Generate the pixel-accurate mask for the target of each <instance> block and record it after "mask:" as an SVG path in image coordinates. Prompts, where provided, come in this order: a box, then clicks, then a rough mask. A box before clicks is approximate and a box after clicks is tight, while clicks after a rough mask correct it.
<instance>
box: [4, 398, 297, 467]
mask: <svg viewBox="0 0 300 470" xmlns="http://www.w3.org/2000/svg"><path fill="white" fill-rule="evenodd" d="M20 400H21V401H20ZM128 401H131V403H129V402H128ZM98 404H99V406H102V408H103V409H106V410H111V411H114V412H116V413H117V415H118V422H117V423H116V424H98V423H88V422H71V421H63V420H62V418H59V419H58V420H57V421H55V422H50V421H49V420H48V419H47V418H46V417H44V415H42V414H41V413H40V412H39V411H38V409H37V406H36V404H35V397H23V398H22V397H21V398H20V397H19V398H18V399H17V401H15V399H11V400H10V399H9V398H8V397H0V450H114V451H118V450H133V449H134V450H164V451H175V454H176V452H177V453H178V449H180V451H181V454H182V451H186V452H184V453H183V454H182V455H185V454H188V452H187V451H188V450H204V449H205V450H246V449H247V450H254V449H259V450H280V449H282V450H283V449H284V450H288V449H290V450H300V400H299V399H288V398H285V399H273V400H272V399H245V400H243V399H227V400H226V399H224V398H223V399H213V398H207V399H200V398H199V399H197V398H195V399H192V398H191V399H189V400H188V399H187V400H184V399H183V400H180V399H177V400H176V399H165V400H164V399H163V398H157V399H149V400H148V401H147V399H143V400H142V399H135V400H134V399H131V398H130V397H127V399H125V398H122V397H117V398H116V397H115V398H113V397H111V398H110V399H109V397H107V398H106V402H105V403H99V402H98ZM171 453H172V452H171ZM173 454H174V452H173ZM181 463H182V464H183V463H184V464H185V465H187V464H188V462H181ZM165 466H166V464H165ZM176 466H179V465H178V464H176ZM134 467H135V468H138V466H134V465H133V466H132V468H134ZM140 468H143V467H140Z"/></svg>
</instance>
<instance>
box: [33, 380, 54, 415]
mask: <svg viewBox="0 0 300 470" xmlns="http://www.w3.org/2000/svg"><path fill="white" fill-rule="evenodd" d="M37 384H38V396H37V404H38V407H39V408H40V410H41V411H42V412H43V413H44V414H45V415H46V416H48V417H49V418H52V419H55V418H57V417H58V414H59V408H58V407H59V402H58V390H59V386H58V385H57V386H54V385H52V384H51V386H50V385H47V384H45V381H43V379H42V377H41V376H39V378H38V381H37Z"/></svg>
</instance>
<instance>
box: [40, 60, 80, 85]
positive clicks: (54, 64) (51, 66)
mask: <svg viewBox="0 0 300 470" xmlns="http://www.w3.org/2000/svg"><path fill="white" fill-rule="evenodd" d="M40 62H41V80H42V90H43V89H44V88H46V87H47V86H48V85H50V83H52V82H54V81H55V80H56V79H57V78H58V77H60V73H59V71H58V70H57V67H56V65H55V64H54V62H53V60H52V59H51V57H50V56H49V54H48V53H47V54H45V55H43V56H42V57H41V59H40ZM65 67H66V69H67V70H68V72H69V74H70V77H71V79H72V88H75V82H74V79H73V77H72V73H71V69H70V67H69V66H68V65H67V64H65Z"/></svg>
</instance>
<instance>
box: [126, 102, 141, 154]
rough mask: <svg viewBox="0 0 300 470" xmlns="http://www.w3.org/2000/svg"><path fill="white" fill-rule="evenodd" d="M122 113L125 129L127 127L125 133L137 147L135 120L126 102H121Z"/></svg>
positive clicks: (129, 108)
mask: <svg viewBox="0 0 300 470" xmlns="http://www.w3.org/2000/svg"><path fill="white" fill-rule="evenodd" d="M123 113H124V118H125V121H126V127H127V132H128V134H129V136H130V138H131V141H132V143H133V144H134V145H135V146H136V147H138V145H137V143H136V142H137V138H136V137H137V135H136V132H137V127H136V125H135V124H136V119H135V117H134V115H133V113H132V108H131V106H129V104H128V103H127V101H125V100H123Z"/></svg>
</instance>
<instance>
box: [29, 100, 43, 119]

---

# [Task instructions]
Write all the entries again precisely as they were given.

# [Task answer]
Generate the pixel-accurate mask for the target of each <instance> block and record it after "mask:" as an SVG path in image coordinates. Prompts, where provided, come in this order: a box, then clicks, then a rough mask. A box before clicks is approximate and a box after clicks is tight, while clicks after a rough mask correct it.
<instance>
box: [4, 398, 297, 467]
mask: <svg viewBox="0 0 300 470" xmlns="http://www.w3.org/2000/svg"><path fill="white" fill-rule="evenodd" d="M20 400H21V401H20ZM128 401H131V403H129V402H128ZM98 404H99V406H102V408H103V409H106V410H111V411H114V412H116V413H117V415H118V422H117V423H116V424H98V423H88V422H71V421H63V420H62V418H59V419H58V420H57V421H55V422H50V421H49V420H48V419H47V418H46V417H44V415H42V414H41V413H40V412H39V411H38V409H37V406H36V404H35V397H23V398H22V397H21V398H20V397H19V398H18V399H17V401H15V399H11V400H10V399H9V398H8V397H0V450H114V451H118V450H133V449H134V450H164V451H175V454H176V452H177V453H178V449H180V451H181V454H182V451H186V452H184V453H183V454H182V455H185V454H188V452H187V451H188V450H204V449H205V450H246V449H247V450H254V449H259V450H280V449H282V450H283V449H284V450H288V449H290V450H300V400H299V399H288V398H285V399H273V400H272V399H245V400H243V399H227V400H226V399H224V398H223V399H213V398H207V399H200V398H199V399H197V398H195V399H192V398H191V399H189V400H188V399H187V400H184V399H183V400H180V399H177V400H176V399H165V400H164V399H163V398H157V399H149V400H148V401H147V399H143V400H142V399H135V400H134V399H131V398H130V397H127V399H125V398H122V397H117V398H116V397H115V398H113V397H111V398H110V399H109V397H107V398H106V402H105V403H99V402H98ZM171 453H172V452H171ZM173 454H174V452H173ZM181 463H182V464H183V463H184V464H185V465H187V464H188V462H181ZM165 466H166V464H165ZM176 466H179V465H178V464H176ZM134 467H135V468H138V466H134V465H133V466H132V468H134ZM140 468H143V467H140Z"/></svg>
</instance>
<instance>
box: [33, 380, 54, 415]
mask: <svg viewBox="0 0 300 470" xmlns="http://www.w3.org/2000/svg"><path fill="white" fill-rule="evenodd" d="M37 384H38V396H37V404H38V407H39V408H40V410H41V411H42V412H43V413H44V414H45V415H46V416H48V417H49V418H52V419H55V418H57V417H58V414H59V408H58V407H59V402H58V390H59V386H58V385H57V386H54V385H52V384H51V386H50V385H47V384H45V381H43V379H42V377H41V376H39V378H38V381H37Z"/></svg>
</instance>
<instance>
box: [40, 60, 80, 85]
positive clicks: (54, 64) (51, 66)
mask: <svg viewBox="0 0 300 470" xmlns="http://www.w3.org/2000/svg"><path fill="white" fill-rule="evenodd" d="M40 62H41V80H42V90H43V89H44V88H46V87H47V86H48V85H50V83H52V82H54V81H55V80H56V79H57V78H58V77H60V73H59V71H58V70H57V67H56V65H55V64H54V62H53V60H52V59H51V57H50V56H49V54H48V53H47V54H45V55H43V56H42V57H41V59H40ZM65 67H66V69H67V70H68V72H69V74H70V77H71V79H72V88H75V82H74V79H73V77H72V73H71V69H70V67H69V66H68V65H67V64H65Z"/></svg>
</instance>
<instance>
box: [126, 102, 141, 154]
rough mask: <svg viewBox="0 0 300 470" xmlns="http://www.w3.org/2000/svg"><path fill="white" fill-rule="evenodd" d="M122 113L125 129L127 127L125 133L137 147L135 120L126 102H121Z"/></svg>
positive clicks: (129, 108)
mask: <svg viewBox="0 0 300 470" xmlns="http://www.w3.org/2000/svg"><path fill="white" fill-rule="evenodd" d="M123 113H124V118H125V121H126V127H127V132H128V134H129V136H130V138H131V141H132V143H133V144H134V145H135V146H136V147H138V145H137V143H136V142H137V138H136V137H137V135H136V132H137V127H136V125H135V124H136V119H135V117H134V115H133V113H132V108H131V106H129V104H128V103H127V101H125V100H123Z"/></svg>
</instance>
<instance>
box: [29, 100, 43, 119]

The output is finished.